**Task inputs**
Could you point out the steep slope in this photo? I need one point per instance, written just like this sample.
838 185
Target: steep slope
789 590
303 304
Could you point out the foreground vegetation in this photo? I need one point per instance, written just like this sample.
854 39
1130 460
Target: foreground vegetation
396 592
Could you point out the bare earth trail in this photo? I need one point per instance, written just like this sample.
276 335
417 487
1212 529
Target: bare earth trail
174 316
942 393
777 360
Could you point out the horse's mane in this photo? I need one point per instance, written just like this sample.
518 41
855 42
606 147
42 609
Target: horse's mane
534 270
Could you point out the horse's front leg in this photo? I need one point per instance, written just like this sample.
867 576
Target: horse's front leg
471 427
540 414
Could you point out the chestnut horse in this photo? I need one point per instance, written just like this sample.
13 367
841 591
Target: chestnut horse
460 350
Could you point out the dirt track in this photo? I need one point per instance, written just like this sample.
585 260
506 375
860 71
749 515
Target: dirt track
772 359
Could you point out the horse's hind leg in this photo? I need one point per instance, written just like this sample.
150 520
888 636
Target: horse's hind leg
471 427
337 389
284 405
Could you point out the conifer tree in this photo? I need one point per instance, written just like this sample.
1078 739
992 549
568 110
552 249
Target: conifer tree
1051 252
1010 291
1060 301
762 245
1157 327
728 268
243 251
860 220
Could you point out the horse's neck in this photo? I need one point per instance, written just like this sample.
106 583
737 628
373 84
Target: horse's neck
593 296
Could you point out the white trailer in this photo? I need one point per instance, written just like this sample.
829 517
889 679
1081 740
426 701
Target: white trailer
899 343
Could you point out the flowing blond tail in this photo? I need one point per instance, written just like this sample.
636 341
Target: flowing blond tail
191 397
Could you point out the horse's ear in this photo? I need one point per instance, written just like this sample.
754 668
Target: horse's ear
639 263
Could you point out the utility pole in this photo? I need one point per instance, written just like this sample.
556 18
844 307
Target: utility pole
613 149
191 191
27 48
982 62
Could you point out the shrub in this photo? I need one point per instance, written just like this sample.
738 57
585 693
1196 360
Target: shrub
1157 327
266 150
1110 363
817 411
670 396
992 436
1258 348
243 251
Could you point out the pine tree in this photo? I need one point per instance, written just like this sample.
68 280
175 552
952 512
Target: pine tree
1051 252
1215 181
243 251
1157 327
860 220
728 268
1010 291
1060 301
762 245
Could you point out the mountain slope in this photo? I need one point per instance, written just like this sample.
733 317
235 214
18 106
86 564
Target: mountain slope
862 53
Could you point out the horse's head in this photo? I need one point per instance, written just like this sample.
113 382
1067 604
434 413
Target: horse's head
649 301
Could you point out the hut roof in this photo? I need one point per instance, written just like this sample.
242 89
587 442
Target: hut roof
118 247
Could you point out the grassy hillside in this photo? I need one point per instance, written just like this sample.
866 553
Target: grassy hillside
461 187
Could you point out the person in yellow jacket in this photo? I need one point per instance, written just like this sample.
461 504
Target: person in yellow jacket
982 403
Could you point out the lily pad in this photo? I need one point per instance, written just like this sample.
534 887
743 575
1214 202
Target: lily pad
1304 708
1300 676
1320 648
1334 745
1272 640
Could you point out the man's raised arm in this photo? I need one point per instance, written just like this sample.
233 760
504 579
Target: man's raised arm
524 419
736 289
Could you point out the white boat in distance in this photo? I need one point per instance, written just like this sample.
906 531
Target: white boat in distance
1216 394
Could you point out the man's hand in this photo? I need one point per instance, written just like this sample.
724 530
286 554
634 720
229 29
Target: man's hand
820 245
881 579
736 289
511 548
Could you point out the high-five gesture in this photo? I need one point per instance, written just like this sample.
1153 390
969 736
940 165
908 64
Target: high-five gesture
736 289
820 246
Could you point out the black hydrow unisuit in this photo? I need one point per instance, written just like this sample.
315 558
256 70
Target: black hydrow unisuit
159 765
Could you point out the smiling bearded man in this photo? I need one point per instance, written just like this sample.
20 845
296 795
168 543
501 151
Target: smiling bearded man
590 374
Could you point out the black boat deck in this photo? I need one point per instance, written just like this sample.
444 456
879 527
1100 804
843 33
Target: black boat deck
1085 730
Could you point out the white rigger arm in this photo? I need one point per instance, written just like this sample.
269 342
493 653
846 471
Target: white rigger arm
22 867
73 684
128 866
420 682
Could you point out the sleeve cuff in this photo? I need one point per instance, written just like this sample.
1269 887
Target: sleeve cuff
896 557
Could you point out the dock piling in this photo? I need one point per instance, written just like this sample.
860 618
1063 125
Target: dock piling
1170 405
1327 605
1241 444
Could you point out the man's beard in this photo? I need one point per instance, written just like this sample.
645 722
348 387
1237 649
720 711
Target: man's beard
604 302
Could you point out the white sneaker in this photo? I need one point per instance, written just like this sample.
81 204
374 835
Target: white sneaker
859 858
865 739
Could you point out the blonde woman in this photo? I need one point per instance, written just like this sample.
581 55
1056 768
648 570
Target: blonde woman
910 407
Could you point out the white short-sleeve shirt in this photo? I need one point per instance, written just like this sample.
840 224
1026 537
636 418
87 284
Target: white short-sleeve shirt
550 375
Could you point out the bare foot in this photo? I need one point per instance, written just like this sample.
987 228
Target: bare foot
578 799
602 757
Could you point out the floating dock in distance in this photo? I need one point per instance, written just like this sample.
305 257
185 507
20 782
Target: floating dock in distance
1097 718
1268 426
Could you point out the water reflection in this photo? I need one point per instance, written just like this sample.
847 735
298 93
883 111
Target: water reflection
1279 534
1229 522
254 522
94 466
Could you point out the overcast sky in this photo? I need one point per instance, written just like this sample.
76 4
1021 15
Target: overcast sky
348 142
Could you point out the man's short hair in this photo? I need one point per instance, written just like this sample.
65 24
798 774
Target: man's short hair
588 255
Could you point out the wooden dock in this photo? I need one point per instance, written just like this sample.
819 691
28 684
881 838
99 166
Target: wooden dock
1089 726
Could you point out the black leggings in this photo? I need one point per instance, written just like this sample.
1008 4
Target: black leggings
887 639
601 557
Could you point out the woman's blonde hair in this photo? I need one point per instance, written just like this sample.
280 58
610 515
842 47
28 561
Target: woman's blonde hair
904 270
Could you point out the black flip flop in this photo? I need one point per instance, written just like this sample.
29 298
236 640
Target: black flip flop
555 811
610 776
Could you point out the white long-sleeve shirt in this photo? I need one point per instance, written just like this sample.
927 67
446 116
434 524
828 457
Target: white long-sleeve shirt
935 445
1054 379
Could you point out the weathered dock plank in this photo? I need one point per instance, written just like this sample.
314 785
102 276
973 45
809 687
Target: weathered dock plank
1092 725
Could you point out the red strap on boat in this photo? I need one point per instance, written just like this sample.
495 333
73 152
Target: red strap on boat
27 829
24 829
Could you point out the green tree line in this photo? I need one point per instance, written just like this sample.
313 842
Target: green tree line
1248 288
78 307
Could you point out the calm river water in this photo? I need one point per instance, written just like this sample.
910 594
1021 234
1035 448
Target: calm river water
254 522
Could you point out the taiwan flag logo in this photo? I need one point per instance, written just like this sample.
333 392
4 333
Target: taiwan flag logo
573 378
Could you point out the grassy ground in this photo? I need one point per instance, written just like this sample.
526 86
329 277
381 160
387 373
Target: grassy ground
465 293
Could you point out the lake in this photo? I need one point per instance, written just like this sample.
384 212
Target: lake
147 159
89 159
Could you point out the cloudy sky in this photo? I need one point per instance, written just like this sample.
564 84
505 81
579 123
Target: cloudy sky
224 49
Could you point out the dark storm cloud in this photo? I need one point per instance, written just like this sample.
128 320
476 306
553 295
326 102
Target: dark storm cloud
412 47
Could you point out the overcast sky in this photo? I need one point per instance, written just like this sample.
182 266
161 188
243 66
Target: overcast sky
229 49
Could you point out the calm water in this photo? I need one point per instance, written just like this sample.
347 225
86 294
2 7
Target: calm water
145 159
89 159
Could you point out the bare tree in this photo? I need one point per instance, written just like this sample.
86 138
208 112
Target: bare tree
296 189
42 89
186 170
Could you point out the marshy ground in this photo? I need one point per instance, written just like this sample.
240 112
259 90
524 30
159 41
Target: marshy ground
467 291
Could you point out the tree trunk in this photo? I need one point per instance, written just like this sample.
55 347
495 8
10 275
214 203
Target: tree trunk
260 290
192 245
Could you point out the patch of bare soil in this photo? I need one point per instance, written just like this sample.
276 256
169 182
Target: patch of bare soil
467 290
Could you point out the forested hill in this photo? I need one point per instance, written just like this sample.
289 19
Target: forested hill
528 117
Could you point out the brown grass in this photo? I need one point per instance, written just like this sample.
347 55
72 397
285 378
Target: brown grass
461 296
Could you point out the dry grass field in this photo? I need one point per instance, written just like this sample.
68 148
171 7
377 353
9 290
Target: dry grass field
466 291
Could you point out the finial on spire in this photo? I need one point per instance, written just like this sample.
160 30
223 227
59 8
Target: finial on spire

**Exercise goal**
Find the line containing "Could you point out the bare tree" in the material above. Print it and every line after it through the end, exactly and only those.

**Final answer**
Could you point out the bare tree in this photo? I need one point per instance, written just like this sample.
86 138
208 112
Target: bare tree
296 189
42 89
186 170
Could you point out the marshy ground in this photo? I need one point per instance, written just like this sample.
240 112
259 90
524 30
159 41
Target: marshy ground
467 291
Could you point out the tree trunk in this photo? I need one point per instance, written just like this sample.
55 347
495 8
10 275
214 203
Target: tree trunk
260 290
192 245
Could you point out the patch of bare soil in this photo? I need one point per instance, written just like this sample.
276 256
169 182
Target: patch of bare soil
467 290
Could you point out the forested hill in this photo? I need one point per instance, written just like this sample.
289 19
Target: forested hill
528 117
Could you point out the brown grass in this photo? I need one point per instance, written just like this sample.
347 55
72 397
285 378
Target: brown grass
461 296
Could you point out the dry grass field in this photo? I need one point per instance, written just like this sample.
68 148
171 7
377 353
9 290
Target: dry grass field
466 291
Could you point out the finial on spire in this photo? I need one point per instance, written just like this sample.
160 30
223 227
59 8
Target: finial on spire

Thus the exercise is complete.